§ TASK DETAILS
Extend the article on the Phuket Vegetarian Festival below, continuing from its final sentence.

§ TEXT PROVIDED
Phuket Vegetarian Festival 2011: Participants Pierce Faces With Skewers In Thailand (GRAPHIC PHOTOS)

GRAPHIC PHOTOS AND VIDEO: Vegetarian Festival Turns People Into Shish Kebobs

This vegetarian festival might turn spectators away from meat -- even though it turns people into shish kebobs.

Participants in the Phuket Vegetarian Festival in Thailand pierce their faces with skewers, knives, drill bits, umbrellas and even model helicopters as a part of the annual body purification ceremony.

Believed to have been celebrated by the city's Chinese community since 1825, the tradition started in the Kathu district, the home of many Chinese residents and shrines, according to a festival website.

When members of a visiting Chinese opera troupe fell ill in Phuket amidst a deadly outbreak of disease, the performers realized they had failed to honor two Taoist gods on the first nine days of the ninth Chinese lunar month, according to lore.

After adopting a vegetarian diet, the performers recovered -- wowing the locals.

Every year since, Chinese residents of Phuket have held the Vegetarian Festival, abstaining from meat, alcohol and sex. Other festival guidelines include wearing white and keeping clean -- especially when it comes to kitchen utensils, according to PhuketVegetarian.com's list of 10 festival rules.

People who are mourning and women who are pregnant or menstruating are urged not to attend the celebration, the site notes.

Worshippers start the ceremony by rising "go teng" poles into the sky at dusk, according to the Phuket Gazette.

The poles, which are adorned with nine lanterns for the gods, remain upright until the end of the festivities when they are lowered, meaning the gods have gone back to the heavens, the paper notes.

Many participants don't eat meat for the last three days of the festival, which stretches from Sept. 27 to Oct. 5, this year, according to the International Business Times. Some choose to go vegetarian for the entire duration of the rite, a Phuket tourism website notes.

§ DATASET
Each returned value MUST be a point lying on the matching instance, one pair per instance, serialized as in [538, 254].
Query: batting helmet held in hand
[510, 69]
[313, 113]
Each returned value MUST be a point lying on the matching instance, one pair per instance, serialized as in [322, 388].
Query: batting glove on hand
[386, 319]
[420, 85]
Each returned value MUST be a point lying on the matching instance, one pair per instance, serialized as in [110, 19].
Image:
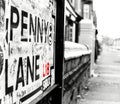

§ RESULT FOR THIS TASK
But the festival is best-known for a more extreme act of devotion.

Participants called "ma song" or "mah song" -- meaning "horses of the gods" or "spirit mediums" -- inflict pain on themselves, absorbing bad energy to keep it away from their communities.

Some of the ma song, who say their bodies are taken over by gods during the festival, dress in white and stride across hot coals or climb and descend ladders made of knives.

Others stick things through their faces.

SEE GRAPHIC PHOTOS OF THE VEGETARIAN FESTIVAL:

Phuket's Vegetarian Festival

Phuket Vegetarian Festival

In processions with fireworks and drummers -- believed to help drive away evil spirits -- the ma song march through the city.

According to a festival website, people become ma song for two reasons -- they are either specifically chosen by the gods to play the role, or they have received a bad omen and are hoping to alter their fate.

By sticking foreign objects -- which range from blades to firearms -- through their cheeks, many ma song believe they can keep bad karma away from other people.

"I know that the spirit pierces my cheeks with the object, with no anesthetic, but I feel no pain at all," ma song Khun Uten told Phuket.com. "It's lucky that, in my case, he never uses any of the large, frightening objects you see some ma song carrying."

"Every time my body is taken over by the god, I know what's going to happen, and I want to stop it," the 35-year-old Phuket native and father of two, who has pierced his face at the festivals since he was 15, told the website. "I want to run away. But, as I said, my body is not mine anymore and I cannot resist."